> [Task directions]:
Starting at the line below holding "Wildlife-tally tagging: find every instance of the man" and stopping at the line holding "Wildlife-tally tagging: find every instance of the street", print every line exactly, both ends included, and leave the rest out.

> [Supplied records]:
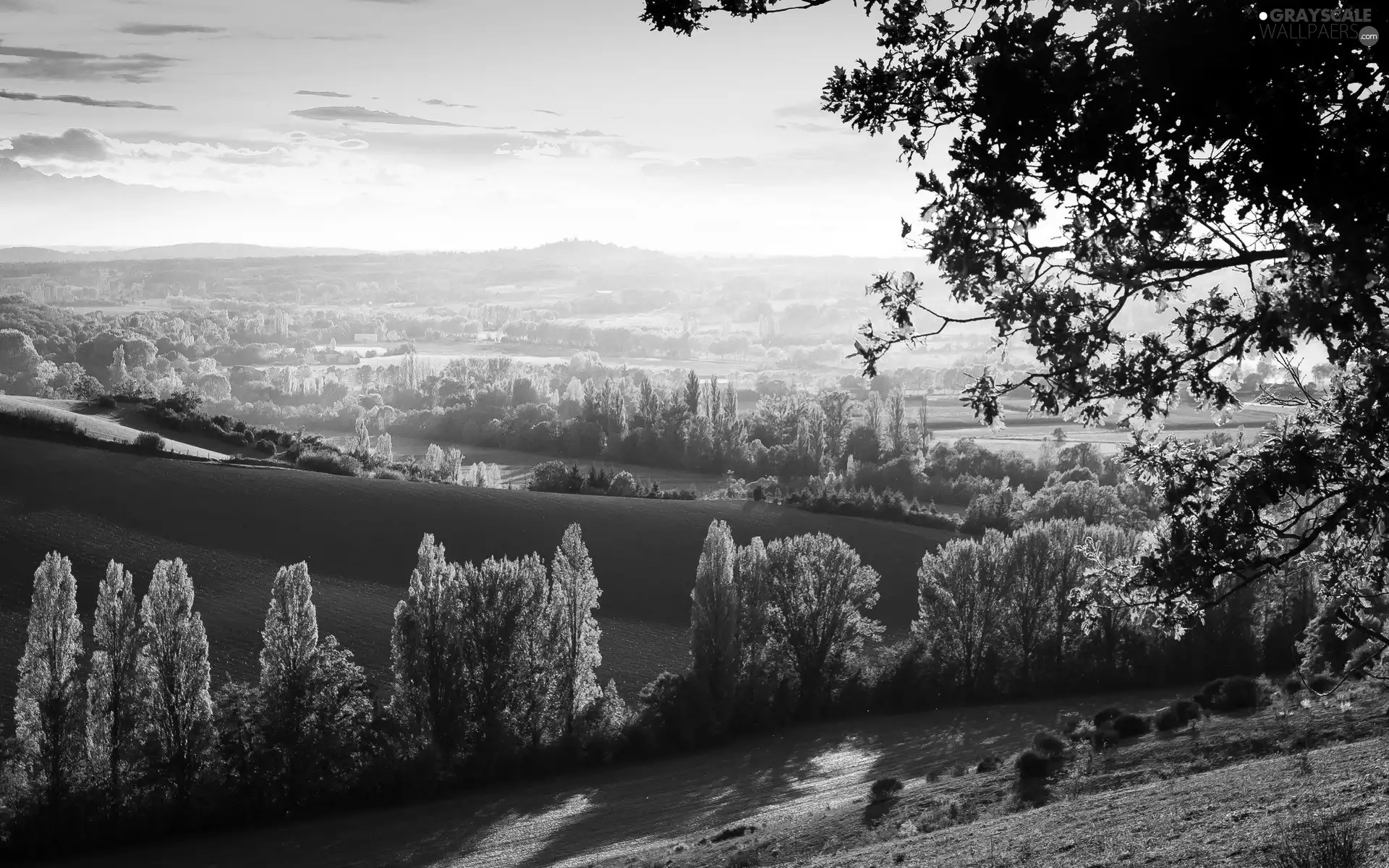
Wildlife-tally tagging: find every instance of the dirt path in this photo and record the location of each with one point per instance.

...

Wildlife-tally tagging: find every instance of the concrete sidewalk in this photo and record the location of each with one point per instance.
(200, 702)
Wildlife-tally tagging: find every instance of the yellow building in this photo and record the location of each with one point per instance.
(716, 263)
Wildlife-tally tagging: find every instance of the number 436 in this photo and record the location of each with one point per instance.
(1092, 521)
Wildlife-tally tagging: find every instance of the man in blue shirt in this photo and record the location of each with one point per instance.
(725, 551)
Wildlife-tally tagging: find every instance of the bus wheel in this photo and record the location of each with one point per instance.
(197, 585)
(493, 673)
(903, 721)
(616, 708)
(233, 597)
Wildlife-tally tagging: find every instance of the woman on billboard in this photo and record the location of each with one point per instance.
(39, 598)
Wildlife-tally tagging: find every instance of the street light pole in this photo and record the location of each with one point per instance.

> [Response]:
Wildlife-tally tagging: find every instance of the man in blue shirt in this photo and record the location of each with one point per instance.
(725, 551)
Wildlife-tally tagging: find every instance of the bus wheel in this photo and record the location of each with one point per instance.
(197, 585)
(493, 673)
(903, 721)
(616, 708)
(233, 597)
Wildlife-tally tagging: find every instance of the woman on billboard in this photo and record the location of each with one point per instance.
(39, 598)
Wildlife-tally tagging: find every instance of the street light pole in this photo and record the location of each with one point per instance.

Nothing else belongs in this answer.